__YOUR GOAL__.
Filter the lines below down to those containing the string "blazer" with matching capitalization, and copy each one out.

__Entries from a dataset__.

+--

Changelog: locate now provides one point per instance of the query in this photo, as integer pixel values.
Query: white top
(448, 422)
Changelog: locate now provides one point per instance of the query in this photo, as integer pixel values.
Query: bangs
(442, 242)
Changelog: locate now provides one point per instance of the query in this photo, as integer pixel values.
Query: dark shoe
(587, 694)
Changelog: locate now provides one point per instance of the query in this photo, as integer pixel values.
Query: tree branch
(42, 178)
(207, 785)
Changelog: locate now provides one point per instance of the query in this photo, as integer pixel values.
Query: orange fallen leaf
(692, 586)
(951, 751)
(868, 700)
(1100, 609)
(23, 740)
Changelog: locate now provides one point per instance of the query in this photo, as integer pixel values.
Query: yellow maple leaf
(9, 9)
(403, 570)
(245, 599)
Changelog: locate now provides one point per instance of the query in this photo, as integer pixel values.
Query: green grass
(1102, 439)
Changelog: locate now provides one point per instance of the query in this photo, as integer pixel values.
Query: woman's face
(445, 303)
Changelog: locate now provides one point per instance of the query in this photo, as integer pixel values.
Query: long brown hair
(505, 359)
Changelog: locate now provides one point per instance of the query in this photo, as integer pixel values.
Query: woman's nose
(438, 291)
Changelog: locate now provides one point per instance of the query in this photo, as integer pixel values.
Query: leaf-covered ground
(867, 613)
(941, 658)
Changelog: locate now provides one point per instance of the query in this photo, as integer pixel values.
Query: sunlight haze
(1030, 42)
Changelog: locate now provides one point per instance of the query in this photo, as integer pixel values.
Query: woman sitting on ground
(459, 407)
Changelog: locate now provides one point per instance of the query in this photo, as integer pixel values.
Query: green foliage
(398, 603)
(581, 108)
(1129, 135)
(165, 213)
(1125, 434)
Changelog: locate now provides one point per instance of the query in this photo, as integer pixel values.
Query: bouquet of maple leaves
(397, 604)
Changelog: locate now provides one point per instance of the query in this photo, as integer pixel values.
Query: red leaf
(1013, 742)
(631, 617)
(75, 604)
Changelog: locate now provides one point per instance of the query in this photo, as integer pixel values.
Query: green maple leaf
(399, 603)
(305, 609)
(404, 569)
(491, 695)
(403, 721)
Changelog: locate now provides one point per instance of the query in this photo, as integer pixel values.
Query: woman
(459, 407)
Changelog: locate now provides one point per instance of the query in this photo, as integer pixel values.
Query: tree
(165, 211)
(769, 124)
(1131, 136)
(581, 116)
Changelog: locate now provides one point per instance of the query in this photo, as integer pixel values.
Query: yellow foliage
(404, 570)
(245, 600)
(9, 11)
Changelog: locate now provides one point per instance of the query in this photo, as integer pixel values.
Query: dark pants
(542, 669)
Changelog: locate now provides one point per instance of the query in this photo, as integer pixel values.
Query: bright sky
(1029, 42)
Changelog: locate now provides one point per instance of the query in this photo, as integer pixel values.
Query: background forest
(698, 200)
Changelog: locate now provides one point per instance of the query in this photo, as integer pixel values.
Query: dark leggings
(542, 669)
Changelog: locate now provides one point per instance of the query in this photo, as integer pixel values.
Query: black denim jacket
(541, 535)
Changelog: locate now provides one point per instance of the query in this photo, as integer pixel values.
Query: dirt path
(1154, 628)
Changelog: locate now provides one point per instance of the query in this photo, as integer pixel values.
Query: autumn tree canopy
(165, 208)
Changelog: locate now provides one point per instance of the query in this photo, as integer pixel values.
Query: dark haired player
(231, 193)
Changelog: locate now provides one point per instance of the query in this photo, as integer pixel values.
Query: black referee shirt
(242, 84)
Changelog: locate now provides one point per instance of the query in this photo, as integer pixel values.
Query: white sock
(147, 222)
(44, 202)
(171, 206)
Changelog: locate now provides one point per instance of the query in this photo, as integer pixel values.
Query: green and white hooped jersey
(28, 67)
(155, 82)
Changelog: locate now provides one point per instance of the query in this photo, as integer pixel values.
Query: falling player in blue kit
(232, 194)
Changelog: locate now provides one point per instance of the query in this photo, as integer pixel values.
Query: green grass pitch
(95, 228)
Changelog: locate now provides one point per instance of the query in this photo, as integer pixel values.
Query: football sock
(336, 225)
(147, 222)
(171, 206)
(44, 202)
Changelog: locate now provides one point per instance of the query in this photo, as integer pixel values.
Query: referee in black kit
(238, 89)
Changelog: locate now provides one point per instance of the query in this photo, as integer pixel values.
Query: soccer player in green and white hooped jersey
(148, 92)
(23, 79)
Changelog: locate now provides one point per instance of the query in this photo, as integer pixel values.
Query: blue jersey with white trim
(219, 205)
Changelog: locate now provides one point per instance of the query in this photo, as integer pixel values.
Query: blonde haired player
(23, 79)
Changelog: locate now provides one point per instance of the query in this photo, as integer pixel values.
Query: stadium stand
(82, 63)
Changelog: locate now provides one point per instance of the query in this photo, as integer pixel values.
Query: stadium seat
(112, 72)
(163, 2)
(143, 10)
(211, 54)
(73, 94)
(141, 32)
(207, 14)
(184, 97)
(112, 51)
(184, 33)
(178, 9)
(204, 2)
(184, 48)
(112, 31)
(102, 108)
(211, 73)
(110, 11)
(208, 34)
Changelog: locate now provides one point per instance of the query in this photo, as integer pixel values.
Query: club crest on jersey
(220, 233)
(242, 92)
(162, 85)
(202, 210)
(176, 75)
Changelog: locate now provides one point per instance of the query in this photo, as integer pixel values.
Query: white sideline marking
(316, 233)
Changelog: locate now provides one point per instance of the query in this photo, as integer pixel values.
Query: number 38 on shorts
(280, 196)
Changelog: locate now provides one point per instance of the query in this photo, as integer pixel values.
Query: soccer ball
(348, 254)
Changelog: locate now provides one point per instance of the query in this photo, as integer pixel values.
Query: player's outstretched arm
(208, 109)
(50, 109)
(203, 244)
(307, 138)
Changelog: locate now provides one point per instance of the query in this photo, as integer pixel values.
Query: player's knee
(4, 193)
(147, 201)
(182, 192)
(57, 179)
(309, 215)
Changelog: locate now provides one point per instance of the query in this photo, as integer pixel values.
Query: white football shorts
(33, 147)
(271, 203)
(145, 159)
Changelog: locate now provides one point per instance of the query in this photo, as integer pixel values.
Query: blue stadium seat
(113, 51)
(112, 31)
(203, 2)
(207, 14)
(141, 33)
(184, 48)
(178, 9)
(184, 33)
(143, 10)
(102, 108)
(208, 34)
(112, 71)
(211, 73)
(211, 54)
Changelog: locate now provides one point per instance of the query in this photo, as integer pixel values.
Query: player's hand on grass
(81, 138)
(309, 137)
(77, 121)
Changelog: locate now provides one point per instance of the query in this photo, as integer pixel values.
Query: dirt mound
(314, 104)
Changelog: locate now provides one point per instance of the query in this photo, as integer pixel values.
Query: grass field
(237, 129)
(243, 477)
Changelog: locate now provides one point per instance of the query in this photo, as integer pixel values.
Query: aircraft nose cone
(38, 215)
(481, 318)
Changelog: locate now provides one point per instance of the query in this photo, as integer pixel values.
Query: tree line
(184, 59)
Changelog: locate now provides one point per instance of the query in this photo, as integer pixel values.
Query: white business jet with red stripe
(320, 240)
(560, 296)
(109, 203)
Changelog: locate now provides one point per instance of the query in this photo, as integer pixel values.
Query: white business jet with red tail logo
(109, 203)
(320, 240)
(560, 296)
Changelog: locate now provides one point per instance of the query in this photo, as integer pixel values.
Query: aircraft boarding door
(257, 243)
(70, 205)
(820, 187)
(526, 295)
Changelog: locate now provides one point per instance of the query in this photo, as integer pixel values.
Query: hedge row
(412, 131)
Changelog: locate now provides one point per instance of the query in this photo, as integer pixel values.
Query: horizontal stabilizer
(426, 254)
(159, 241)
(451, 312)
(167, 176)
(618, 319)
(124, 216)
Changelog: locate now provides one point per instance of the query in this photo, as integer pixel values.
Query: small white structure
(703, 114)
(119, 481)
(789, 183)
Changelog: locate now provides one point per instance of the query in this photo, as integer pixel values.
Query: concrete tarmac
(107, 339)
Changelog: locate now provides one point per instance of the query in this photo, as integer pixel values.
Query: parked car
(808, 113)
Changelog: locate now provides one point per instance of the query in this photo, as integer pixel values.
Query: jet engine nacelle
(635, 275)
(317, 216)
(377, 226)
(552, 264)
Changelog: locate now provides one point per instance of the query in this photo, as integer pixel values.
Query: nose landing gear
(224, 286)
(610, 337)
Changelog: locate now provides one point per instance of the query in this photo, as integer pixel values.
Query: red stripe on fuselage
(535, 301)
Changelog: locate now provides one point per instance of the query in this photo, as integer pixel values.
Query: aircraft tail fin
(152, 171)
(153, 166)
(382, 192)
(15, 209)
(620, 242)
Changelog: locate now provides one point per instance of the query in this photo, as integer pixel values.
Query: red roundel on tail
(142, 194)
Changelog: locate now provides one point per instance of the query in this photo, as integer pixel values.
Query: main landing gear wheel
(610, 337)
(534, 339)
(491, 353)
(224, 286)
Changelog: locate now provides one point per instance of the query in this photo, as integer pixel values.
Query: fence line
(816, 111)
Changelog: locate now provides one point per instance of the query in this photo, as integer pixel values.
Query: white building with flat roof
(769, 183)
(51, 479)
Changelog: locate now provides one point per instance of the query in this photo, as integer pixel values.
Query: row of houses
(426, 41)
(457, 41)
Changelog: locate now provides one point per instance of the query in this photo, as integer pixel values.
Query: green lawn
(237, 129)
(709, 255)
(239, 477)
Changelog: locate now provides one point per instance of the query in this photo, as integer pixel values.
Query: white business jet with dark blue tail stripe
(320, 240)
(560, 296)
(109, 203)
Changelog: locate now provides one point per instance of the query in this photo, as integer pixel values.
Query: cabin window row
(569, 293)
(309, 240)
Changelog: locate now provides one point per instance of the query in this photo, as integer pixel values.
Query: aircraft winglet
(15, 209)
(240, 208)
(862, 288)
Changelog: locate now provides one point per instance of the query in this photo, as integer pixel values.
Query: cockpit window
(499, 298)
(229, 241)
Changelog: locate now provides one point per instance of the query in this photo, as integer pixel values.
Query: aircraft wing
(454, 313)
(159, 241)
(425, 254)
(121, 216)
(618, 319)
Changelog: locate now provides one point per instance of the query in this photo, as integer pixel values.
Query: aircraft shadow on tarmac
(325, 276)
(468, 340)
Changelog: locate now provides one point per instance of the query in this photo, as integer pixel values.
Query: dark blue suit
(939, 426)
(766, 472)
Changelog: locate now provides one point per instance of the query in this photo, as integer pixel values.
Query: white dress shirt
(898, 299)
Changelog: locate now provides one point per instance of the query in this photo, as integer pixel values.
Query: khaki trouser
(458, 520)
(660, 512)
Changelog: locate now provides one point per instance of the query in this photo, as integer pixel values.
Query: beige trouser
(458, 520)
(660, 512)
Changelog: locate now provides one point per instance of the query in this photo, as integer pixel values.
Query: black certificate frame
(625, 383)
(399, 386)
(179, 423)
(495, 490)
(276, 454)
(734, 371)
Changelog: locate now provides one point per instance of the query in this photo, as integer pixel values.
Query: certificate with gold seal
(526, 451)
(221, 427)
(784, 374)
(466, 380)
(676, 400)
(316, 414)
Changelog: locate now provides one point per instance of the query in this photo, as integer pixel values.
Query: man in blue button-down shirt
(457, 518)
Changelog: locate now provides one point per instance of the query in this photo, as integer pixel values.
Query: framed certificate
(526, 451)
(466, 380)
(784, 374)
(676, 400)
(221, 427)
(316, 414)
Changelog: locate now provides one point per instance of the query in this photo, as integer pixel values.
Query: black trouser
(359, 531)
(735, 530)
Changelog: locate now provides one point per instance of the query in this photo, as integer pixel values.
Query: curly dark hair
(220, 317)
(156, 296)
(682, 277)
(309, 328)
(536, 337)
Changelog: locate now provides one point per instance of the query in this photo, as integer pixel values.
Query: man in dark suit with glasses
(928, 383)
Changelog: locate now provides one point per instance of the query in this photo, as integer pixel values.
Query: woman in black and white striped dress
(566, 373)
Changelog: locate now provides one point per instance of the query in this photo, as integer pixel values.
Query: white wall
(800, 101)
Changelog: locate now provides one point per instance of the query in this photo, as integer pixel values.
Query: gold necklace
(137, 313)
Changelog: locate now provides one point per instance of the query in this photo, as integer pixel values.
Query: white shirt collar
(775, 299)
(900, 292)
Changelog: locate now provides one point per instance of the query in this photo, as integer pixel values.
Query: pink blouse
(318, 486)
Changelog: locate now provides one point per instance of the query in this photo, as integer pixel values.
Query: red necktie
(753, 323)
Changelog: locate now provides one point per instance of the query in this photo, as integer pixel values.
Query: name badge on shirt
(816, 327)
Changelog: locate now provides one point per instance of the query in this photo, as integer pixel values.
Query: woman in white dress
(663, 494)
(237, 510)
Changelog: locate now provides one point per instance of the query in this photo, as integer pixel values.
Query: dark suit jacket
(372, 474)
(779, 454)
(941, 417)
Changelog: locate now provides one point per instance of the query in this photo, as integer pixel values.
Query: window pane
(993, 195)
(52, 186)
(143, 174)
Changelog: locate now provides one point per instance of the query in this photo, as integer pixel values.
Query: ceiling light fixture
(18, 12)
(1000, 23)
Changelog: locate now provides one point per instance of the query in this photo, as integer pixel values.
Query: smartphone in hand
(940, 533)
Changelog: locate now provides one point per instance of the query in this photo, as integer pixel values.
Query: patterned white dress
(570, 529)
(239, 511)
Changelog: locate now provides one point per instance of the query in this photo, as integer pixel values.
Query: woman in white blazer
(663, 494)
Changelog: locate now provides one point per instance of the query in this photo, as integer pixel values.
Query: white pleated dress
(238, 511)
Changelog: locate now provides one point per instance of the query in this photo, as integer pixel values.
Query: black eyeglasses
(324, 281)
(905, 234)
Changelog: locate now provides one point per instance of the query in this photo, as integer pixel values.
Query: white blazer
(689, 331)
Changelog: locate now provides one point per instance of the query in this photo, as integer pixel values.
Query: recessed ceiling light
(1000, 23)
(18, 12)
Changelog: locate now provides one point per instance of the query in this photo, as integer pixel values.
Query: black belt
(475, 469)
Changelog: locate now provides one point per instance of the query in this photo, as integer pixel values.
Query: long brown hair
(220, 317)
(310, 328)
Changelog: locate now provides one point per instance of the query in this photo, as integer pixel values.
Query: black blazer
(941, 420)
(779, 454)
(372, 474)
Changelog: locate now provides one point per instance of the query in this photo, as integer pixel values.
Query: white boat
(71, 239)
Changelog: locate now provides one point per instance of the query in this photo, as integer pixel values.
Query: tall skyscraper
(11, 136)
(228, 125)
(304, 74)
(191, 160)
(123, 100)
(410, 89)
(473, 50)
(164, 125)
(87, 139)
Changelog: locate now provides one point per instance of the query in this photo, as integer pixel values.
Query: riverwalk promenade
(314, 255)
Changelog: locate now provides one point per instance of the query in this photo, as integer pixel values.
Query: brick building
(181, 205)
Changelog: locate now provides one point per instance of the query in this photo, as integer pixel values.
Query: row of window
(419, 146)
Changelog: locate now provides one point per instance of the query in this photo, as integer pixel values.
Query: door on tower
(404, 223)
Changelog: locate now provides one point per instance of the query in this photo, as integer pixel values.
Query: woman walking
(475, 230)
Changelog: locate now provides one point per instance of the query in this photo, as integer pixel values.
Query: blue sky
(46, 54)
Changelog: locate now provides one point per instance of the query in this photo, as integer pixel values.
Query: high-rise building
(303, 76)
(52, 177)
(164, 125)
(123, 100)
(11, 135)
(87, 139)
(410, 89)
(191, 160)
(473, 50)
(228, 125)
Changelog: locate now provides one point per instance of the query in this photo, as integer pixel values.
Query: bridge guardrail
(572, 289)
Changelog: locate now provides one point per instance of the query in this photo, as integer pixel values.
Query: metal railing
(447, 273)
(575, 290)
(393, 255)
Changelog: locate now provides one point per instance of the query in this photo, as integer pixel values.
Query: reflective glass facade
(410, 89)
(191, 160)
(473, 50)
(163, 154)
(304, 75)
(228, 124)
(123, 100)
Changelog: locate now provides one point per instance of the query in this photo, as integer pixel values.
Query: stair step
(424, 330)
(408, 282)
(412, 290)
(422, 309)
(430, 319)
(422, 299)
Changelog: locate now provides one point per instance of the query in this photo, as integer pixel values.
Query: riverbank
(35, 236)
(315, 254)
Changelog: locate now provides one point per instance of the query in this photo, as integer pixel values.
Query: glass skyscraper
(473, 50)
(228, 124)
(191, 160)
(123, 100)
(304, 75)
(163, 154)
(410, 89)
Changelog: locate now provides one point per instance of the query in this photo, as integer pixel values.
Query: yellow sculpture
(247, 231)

+--

__SOLUTION TO THIS TASK__.
Query: woman in white blazer
Query: white blazer
Query: black blazer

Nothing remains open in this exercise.